### Aim
Copy the records from their first line through the line containing "top-left (154, 119), bottom-right (248, 293)", swapping each "integers only" for "whole numbers only" and leaving everything else untouched.

### Given entries
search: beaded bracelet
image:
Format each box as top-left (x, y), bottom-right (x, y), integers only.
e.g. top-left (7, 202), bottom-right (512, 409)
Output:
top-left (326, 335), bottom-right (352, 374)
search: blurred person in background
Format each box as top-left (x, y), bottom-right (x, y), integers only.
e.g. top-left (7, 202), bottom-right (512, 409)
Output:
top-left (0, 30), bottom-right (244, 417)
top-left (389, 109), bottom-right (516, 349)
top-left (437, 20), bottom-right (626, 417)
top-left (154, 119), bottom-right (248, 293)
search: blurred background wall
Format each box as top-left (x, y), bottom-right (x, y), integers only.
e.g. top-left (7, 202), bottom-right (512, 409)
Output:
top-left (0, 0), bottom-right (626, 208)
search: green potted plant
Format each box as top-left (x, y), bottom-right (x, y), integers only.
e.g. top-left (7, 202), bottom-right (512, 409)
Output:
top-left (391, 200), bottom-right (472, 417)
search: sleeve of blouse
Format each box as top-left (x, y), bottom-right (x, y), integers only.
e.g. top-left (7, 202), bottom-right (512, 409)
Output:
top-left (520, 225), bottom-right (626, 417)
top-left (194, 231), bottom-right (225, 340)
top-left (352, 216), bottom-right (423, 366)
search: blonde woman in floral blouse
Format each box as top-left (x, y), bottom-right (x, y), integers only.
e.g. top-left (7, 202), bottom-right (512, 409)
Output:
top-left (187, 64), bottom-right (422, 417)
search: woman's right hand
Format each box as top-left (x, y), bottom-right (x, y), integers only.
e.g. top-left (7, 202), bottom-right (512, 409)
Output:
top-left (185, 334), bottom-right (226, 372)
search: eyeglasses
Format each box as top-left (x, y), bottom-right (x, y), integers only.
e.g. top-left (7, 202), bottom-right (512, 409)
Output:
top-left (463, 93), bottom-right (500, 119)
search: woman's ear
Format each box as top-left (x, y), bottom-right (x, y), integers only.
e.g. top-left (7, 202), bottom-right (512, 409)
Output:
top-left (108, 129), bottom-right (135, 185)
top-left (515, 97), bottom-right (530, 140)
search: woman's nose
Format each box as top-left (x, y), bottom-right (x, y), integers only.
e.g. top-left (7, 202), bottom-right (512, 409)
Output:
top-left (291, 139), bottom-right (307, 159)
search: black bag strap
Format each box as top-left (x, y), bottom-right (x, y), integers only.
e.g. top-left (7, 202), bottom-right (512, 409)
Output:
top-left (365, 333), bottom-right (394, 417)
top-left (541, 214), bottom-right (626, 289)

### The output
search: beaded bracelet
image:
Format each box as top-left (x, y), bottom-right (x, y), whole numbers only.
e.g. top-left (7, 202), bottom-right (512, 409)
Output:
top-left (326, 335), bottom-right (352, 374)
search: blurred person in background
Format each box as top-left (x, y), bottom-right (x, y), whole numbers only.
e.g. top-left (7, 202), bottom-right (512, 409)
Output:
top-left (0, 30), bottom-right (244, 417)
top-left (389, 109), bottom-right (516, 349)
top-left (437, 20), bottom-right (626, 417)
top-left (154, 119), bottom-right (248, 293)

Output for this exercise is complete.